[[ Extracted data, beginning ]]

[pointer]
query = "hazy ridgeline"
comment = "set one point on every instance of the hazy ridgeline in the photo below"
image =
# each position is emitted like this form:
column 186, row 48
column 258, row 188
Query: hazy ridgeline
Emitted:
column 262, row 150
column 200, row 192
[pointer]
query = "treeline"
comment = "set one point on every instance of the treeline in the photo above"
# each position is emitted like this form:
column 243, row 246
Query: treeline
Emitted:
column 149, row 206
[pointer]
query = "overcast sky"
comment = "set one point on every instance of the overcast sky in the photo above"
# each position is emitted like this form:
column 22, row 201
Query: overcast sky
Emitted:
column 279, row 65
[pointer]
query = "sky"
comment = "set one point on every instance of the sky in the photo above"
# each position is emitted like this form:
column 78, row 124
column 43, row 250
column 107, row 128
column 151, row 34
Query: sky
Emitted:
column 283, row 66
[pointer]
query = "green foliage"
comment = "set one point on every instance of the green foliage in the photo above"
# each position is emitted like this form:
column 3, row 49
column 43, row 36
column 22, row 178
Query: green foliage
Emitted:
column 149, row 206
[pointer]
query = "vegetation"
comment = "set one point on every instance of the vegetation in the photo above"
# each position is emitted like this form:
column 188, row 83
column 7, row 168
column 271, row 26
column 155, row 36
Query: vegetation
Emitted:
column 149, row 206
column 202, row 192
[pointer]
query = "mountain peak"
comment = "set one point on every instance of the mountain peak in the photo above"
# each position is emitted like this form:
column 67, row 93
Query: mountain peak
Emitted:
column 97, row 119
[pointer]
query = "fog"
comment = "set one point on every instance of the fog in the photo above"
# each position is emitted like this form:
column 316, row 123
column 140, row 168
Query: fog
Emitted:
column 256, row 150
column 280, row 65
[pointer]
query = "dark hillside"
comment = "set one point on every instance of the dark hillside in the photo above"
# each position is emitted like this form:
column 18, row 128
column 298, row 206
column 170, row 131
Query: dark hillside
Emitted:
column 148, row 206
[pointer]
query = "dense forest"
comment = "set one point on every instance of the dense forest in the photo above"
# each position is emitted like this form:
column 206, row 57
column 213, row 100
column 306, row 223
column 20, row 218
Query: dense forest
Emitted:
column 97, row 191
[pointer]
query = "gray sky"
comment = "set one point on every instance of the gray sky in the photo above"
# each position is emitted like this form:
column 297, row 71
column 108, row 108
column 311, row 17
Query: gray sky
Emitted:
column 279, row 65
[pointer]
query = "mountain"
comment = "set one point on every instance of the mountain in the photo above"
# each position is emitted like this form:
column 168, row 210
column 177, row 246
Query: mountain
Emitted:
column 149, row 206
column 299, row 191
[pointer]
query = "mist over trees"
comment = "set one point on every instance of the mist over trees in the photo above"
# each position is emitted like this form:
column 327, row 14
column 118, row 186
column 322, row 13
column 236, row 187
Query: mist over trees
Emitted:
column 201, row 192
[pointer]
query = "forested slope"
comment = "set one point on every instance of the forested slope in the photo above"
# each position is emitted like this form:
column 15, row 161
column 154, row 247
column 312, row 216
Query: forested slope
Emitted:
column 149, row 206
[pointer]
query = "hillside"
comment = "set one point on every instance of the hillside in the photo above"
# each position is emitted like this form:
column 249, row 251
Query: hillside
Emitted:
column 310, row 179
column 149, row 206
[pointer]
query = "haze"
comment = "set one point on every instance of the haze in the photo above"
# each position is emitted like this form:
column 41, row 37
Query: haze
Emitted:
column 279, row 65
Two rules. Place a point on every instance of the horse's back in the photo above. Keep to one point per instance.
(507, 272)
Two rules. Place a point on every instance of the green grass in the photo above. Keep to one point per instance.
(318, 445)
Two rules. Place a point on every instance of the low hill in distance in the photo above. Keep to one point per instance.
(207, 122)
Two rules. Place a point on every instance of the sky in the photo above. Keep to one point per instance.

[[ Extracted data, end ]]

Return the entries above exactly, each one complete.

[pointer]
query = "hazy ridgeline"
comment = "set one point on every instance of the hazy ridgeline in the photo below"
image =
# each position is emitted like this form:
column 186, row 48
column 258, row 188
Query: hazy ridgeline
Emitted:
column 262, row 150
column 200, row 192
[pointer]
query = "treeline"
comment = "set one point on every instance of the treeline in the photo above"
# each position is emitted like this form:
column 243, row 246
Query: treeline
Emitted:
column 149, row 206
[pointer]
query = "overcast sky"
comment = "set one point on every instance of the overcast sky in the photo above"
# each position is emitted like this form:
column 22, row 201
Query: overcast sky
Emitted:
column 279, row 65
[pointer]
query = "sky"
comment = "set one point on every instance of the sky in the photo above"
# each position is emitted like this form:
column 78, row 124
column 43, row 250
column 107, row 128
column 151, row 34
Query: sky
Emitted:
column 283, row 66
[pointer]
query = "green foliage"
comment = "set one point on every instance of the green foliage in the photo above"
# each position is emitted like this form:
column 3, row 49
column 43, row 36
column 22, row 178
Query: green foliage
Emitted:
column 149, row 206
[pointer]
query = "vegetation"
comment = "set one point on every instance of the vegetation in the photo above"
# each position is emitted like this form:
column 188, row 83
column 7, row 168
column 271, row 26
column 155, row 36
Query: vegetation
Emitted:
column 149, row 206
column 202, row 192
[pointer]
query = "mountain peak"
comment = "set one point on every instance of the mountain peak in the photo above"
# each position is emitted like this form:
column 67, row 93
Query: mountain peak
Emitted:
column 97, row 119
[pointer]
query = "fog"
comment = "set one point on every instance of the fog in the photo above"
# each position is emitted like this form:
column 316, row 123
column 140, row 168
Query: fog
Emitted:
column 256, row 150
column 280, row 65
[pointer]
query = "dark hillside"
comment = "set one point on every instance of the dark hillside in the photo above"
# each position is emitted like this form:
column 18, row 128
column 298, row 206
column 170, row 131
Query: dark hillside
Emitted:
column 148, row 206
[pointer]
query = "dense forest"
comment = "set one point on every instance of the dense forest in the photo above"
# each position is emitted like this form:
column 206, row 57
column 213, row 100
column 306, row 223
column 20, row 218
Query: dense forest
Emitted:
column 97, row 191
[pointer]
query = "gray sky"
comment = "set one point on every instance of the gray sky in the photo above"
# each position is emitted like this form:
column 297, row 71
column 108, row 108
column 311, row 17
Query: gray sky
Emitted:
column 279, row 65
[pointer]
query = "mountain"
comment = "set one point on every instance of the mountain in the photo above"
# each position is emitted like this form:
column 168, row 210
column 177, row 246
Query: mountain
Emitted:
column 149, row 206
column 299, row 191
[pointer]
query = "mist over trees"
comment = "set one point on every instance of the mist over trees in the photo above"
# each position is emitted like this form:
column 327, row 14
column 118, row 186
column 322, row 13
column 236, row 187
Query: mist over trees
Emitted:
column 201, row 192
[pointer]
query = "forested slope"
comment = "set one point on every instance of the forested slope in the photo above"
# each position is emitted like this form:
column 15, row 161
column 154, row 247
column 312, row 216
Query: forested slope
Emitted:
column 149, row 206
[pointer]
query = "hillside"
comment = "set one point on every instance of the hillside in the photo above"
# each position is emitted like this form:
column 249, row 251
Query: hillside
Emitted:
column 310, row 179
column 149, row 206
[pointer]
query = "haze"
comment = "set one point on every instance of the haze in the photo above"
# each position is emitted like this form:
column 41, row 37
Query: haze
Emitted:
column 279, row 65
Two rules. Place a point on every instance of the horse's back in the photo above. Keep to one point per instance.
(507, 272)
Two rules. Place a point on every instance of the green grass in the photo above. Keep to one point per instance.
(318, 445)
Two rules. Place a point on every instance of the low hill in distance in the photo above. Keep to one point per instance.
(207, 122)
Two rules. Place a point on every instance of the sky in the photo above. Keep to one point per instance.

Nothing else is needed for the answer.